Dataset items
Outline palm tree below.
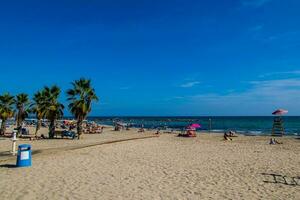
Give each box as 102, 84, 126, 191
30, 91, 46, 137
0, 93, 15, 135
41, 85, 64, 138
67, 78, 98, 139
15, 93, 30, 134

## Your instructions
Update the records by putting "date palm" in place of "palm tree" and keeping everything else the same. Leave the pictures out.

## Result for this exercise
Outline date palm below.
Give each box as 102, 84, 126, 191
30, 91, 46, 137
0, 93, 15, 135
41, 85, 64, 138
67, 78, 98, 139
15, 93, 30, 134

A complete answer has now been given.